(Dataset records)

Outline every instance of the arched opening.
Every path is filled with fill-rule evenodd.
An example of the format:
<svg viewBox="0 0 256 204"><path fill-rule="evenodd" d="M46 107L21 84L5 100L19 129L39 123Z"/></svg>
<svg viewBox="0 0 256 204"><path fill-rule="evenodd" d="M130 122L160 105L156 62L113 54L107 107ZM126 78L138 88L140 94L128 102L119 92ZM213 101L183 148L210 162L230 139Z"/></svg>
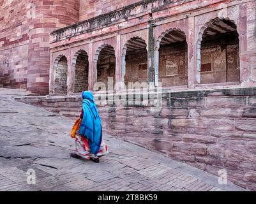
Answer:
<svg viewBox="0 0 256 204"><path fill-rule="evenodd" d="M64 55L57 57L54 62L54 94L67 94L68 60Z"/></svg>
<svg viewBox="0 0 256 204"><path fill-rule="evenodd" d="M206 24L197 45L197 82L240 81L239 41L236 24L215 18Z"/></svg>
<svg viewBox="0 0 256 204"><path fill-rule="evenodd" d="M75 66L75 92L88 90L89 61L84 50L79 50L73 58Z"/></svg>
<svg viewBox="0 0 256 204"><path fill-rule="evenodd" d="M134 37L128 41L123 53L123 82L147 82L147 51L145 40Z"/></svg>
<svg viewBox="0 0 256 204"><path fill-rule="evenodd" d="M116 56L114 48L110 45L104 45L100 48L97 60L98 90L102 91L102 85L107 91L113 91L116 82Z"/></svg>
<svg viewBox="0 0 256 204"><path fill-rule="evenodd" d="M169 30L159 41L159 82L163 87L188 85L188 45L184 32Z"/></svg>

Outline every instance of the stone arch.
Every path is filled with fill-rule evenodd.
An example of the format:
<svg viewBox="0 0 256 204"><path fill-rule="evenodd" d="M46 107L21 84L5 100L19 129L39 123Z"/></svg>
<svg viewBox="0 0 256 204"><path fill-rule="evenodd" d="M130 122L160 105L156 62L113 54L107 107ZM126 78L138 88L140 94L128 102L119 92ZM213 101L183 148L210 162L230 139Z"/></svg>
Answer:
<svg viewBox="0 0 256 204"><path fill-rule="evenodd" d="M130 61L130 55L132 55L132 52L133 52L135 57L133 58L134 67L130 67L129 69L132 70L126 72L127 64L132 65L132 63L129 62ZM138 54L140 52L140 54ZM140 59L141 58L141 59ZM140 60L142 60L140 61ZM139 64L141 62L141 64ZM133 70L134 69L134 70ZM142 70L142 71L141 71ZM140 75L140 71L142 74ZM128 74L132 75L135 73L135 77L132 78L131 76L128 76ZM137 76L137 77L136 77ZM140 77L142 76L142 77ZM131 38L127 41L123 48L122 53L122 82L123 84L126 84L128 82L145 82L147 80L147 47L146 40L139 36L134 36Z"/></svg>
<svg viewBox="0 0 256 204"><path fill-rule="evenodd" d="M156 86L188 85L188 44L181 29L167 29L156 39L154 74Z"/></svg>
<svg viewBox="0 0 256 204"><path fill-rule="evenodd" d="M67 94L68 59L61 54L54 62L54 91L56 94Z"/></svg>
<svg viewBox="0 0 256 204"><path fill-rule="evenodd" d="M89 87L89 57L86 51L80 49L72 58L73 91L79 92L88 90Z"/></svg>
<svg viewBox="0 0 256 204"><path fill-rule="evenodd" d="M232 38L229 38L229 36L232 36ZM213 39L214 37L216 39L220 38L218 40L220 42L219 45L216 45L218 47L215 51L215 55L218 55L220 53L221 54L223 52L222 54L225 56L222 57L220 55L218 57L220 57L221 62L225 61L225 63L216 61L213 57L211 61L210 61L210 59L206 59L207 57L206 55L207 54L203 52L204 47L206 47L205 42L209 41L210 39ZM234 38L233 42L230 40L231 38ZM217 43L216 39L213 44ZM223 42L223 41L225 42ZM216 17L206 23L200 27L199 32L196 48L196 82L197 84L240 81L239 36L237 27L234 20L230 20L229 18ZM236 57L231 56L234 55L236 55ZM215 58L217 58L217 57ZM208 61L209 62L207 62ZM231 62L231 61L232 62ZM221 65L222 68L218 68L220 71L216 71L217 64L223 64ZM218 73L211 75L211 71L213 72L215 70L216 73ZM222 73L220 72L222 72ZM208 76L204 76L206 75L208 75Z"/></svg>
<svg viewBox="0 0 256 204"><path fill-rule="evenodd" d="M105 43L98 48L94 54L93 66L96 72L94 90L113 91L116 82L116 55L113 46Z"/></svg>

GIVEN TASK:
Write out the material again from its start up to and including the line containing "37L128 41L123 53L123", swapping "arched opening" for "rounded doorway" and leaving everything else unchanged. Omit the pictures from your answer.

EXERCISE OUTPUT:
Outline every instance of the rounded doorway.
Every path is filled with fill-rule evenodd.
An example of the format:
<svg viewBox="0 0 256 204"><path fill-rule="evenodd" d="M46 107L21 84L5 100L19 129L39 123Z"/></svg>
<svg viewBox="0 0 256 204"><path fill-rule="evenodd" d="M130 122L160 105L156 62L113 54L107 107ZM126 78L138 88L140 94L128 102L119 92ZM213 101L183 148L210 162L230 139Z"/></svg>
Answer:
<svg viewBox="0 0 256 204"><path fill-rule="evenodd" d="M64 55L57 57L54 62L54 94L67 94L68 60Z"/></svg>
<svg viewBox="0 0 256 204"><path fill-rule="evenodd" d="M206 24L197 45L197 82L240 81L239 41L236 24L215 18Z"/></svg>
<svg viewBox="0 0 256 204"><path fill-rule="evenodd" d="M75 66L75 92L88 90L89 61L84 50L79 50L73 58Z"/></svg>
<svg viewBox="0 0 256 204"><path fill-rule="evenodd" d="M134 37L128 41L123 53L123 82L147 82L147 51L145 40Z"/></svg>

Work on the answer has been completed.